The problem: Repeat only the lines from the one holding "Can you find the grass" down to the last line of the listing below, including both of those lines.

Data in this exercise:
*-*-*

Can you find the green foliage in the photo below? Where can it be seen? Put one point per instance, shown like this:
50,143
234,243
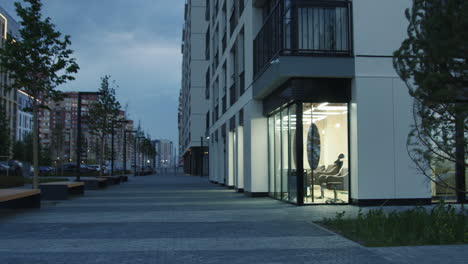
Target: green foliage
4,134
439,226
433,63
57,141
102,116
40,59
105,111
147,147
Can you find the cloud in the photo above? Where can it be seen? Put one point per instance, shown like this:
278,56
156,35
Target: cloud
137,42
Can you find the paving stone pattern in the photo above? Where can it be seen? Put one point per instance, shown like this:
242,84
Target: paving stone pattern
179,219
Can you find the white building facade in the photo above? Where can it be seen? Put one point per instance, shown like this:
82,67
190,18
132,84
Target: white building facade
193,105
305,105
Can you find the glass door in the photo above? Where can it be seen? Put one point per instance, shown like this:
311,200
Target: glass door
325,153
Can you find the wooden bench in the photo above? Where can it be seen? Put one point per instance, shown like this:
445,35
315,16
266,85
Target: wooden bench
94,183
123,178
112,180
60,190
20,198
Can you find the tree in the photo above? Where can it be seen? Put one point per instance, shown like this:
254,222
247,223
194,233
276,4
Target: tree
147,147
433,63
38,61
101,115
5,140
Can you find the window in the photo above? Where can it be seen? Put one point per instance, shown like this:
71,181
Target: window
321,143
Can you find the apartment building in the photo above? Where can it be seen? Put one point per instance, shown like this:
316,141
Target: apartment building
58,131
193,104
305,105
164,158
8,98
25,116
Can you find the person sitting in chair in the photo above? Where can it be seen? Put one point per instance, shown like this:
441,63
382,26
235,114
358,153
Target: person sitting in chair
331,169
339,162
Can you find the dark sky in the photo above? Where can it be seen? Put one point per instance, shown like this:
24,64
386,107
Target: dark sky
137,42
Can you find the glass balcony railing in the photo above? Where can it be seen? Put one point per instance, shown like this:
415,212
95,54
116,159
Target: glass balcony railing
304,28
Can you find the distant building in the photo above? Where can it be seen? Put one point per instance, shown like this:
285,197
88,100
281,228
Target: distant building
164,154
25,116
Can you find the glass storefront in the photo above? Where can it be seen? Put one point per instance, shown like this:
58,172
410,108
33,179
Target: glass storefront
322,176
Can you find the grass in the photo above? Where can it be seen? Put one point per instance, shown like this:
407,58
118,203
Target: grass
443,225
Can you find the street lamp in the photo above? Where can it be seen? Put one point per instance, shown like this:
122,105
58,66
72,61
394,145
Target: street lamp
125,148
112,142
78,136
136,139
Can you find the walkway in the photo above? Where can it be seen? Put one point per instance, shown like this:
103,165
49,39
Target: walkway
176,219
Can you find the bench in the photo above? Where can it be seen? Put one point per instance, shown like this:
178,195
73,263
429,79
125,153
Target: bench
112,180
94,183
20,198
123,178
60,190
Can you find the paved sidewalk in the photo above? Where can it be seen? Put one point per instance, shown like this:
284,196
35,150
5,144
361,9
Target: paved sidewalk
178,219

*-*-*

Task answer:
Can you find the grass in the photo above? Where can it be seen? Put one point per instance, shown like this:
407,58
118,203
Target: grass
443,225
Can you find the street lamp in the photo above? Where can it be seen? Put one point per instance, shown like this:
122,105
58,66
72,61
394,145
Target: street lamp
125,148
112,142
78,136
136,139
Can you find the walkway in the photo above? Where can it be seen? Put one point per instance, shown like this:
103,165
49,39
Target: walkway
176,219
Can you find the bench in the photo above? Where can it be seen? Put one point per instance, shown like this:
178,195
73,263
429,79
125,153
Target: bench
112,180
94,183
20,198
123,178
60,190
Can you find the paved sidewalk in the photo above? Where can it be seen? Put one point per instance, shown like this:
284,196
35,150
5,144
361,9
Target: paved sidewalk
178,219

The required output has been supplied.